INSTRUCTIONS TO FOLLOW: Rescale the records below by writing all their lines again, requests included, with every point coordinate multiplied by 1.3 and rounded to a whole number, halves rounded up. Leave the pictures out of your answer.
------ EXERCISE DATA
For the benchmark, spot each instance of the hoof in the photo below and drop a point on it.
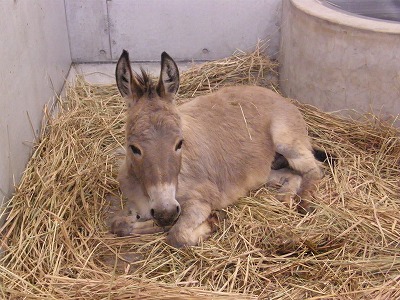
(121, 227)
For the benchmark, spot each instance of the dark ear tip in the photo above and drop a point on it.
(125, 54)
(165, 55)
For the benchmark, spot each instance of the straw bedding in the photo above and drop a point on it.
(56, 244)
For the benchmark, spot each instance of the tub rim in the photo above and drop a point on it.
(317, 9)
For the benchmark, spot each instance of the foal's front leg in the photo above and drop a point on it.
(193, 224)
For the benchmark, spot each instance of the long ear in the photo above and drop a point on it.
(127, 84)
(169, 76)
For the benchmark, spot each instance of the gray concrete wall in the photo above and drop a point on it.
(337, 61)
(35, 59)
(186, 29)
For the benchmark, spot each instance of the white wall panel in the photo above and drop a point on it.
(187, 29)
(88, 30)
(35, 59)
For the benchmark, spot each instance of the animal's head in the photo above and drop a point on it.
(154, 136)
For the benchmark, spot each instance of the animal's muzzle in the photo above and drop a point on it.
------------
COMPLETED TASK:
For the benchmark, spot each instance of the hoof in the photo below and drop a point on it.
(157, 295)
For the benchmark, spot each instance of the dark ear tip in the photo above and drop a point on it.
(163, 70)
(215, 72)
For the benchmark, spot each instance of the straw bedding in the photo above and drop a point on it.
(73, 317)
For the benchmark, spot each instance of the tub rim in the photo above and drop a point on it.
(412, 12)
For the benchmark, spot each instance of the foal's front leg in the photo above and drop a point on it.
(251, 291)
For the benchmark, spot each instance of the long ear in the photo above and drop a point on it.
(165, 109)
(220, 99)
For the benchmark, spot each instance of the gray concrete wall in the photo above and drop a point on it.
(438, 79)
(46, 77)
(242, 38)
For the benchmark, spot each instance of the white wall panel in the photo above and drop a point on it.
(243, 38)
(114, 39)
(46, 77)
For the benchmark, spot each instance of the animal's head in the photo above and drop a point on it.
(200, 177)
For the benchmark, spot each instance of the animal's muzzle in the photo above and drop a point on it.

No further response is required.